Excerpt to read:
-=-=-=-=-
Yay, let's be weird together! ;-) And don't worry; I don't get a lot of stuff in poems either. But reading and writing sure does help.


Hemlock said:


> This made me badly wish that my country had snow. :-\"


I'm deeply sorry. But climate change might change that for you...


----------



## Segrotlo (Feb 23, 2013)

> You know what? I'll expand it. Just for you.


It can only be good.


----------



## Snowball13 (Feb 23, 2013)

There you go.
But somehow I feel like now the much-disputed lines about the smell just sit there all by themselves, completely unintegrated...
Oh well, decide for yourself.


----------



## Hemlock (Feb 23, 2013)

It's good as it is. Even children can easily recite and remember it.:santa:


----------



## Segrotlo (Feb 23, 2013)

Okay - Now you hit the snowball out of the park!

That revision made it better.  Good job.

You can break it into four line stanzas.



> The smell of frosted water
> is snowfall's playful daughter.



Maybe: 
Some can smell the frosted water 
It is snowfall's playful daughter.

That softens the 'controversy' of it "defiantly having a smell" to a matter of opinion.

Either way I don't think that line hurts it or is even out of place.


Thanks for the notice about the updated version.


----------



## Blade (Feb 24, 2013)

Snowball13 said:


> It's probably not actually the snow that I smell, but I can sm
> ell something. Call me crazy.
> And the last part is true, but who's to say I'm one of them? ;-)



Joseph Conrad, generally considered a master of the English language, had Polish as a mother language. Stick with it.:adoration:


Segrotlo said:


> As for the smell, it is most likely the cleansing of the air - and hence, it smells fresh all around - I suppose.
> 
> Good job
> 
> [more]



I can buy that part. I think snow like to involve all the senses some how.:smile:


----------
-=-=-=-=-
Requirement 1:
Answer these about the poem thread:
(a) Which poster says the poem is good as it is and that even children can easily recite it?
(b) What kind of stanzas does Segrotlo suggest breaking the poem into?
(c) Which writer does Blade say had Polish as a mother language?
Requirement 2:
Repeat word for word the stretch of the poem thread from "It's good as" through "four line stanzas.".
The lines after the poem thread have nothing to do with it.

Dataset excerpt:
-=-=-=-=-
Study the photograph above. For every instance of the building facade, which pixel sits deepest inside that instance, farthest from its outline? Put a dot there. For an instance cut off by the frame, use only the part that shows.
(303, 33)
-=-=-=-=-
Complete output 1:
(a) Hemlock
(b) Four line stanzas
(c) Joseph Conrad

Complete output 2:
It's good as it is. Even children can easily recite and remember it.:santa:


----------



## Segrotlo (Feb 23, 2013)

Okay - Now you hit the snowball out of the park!

That revision made it better.  Good job.

You can break it into four line stanzas.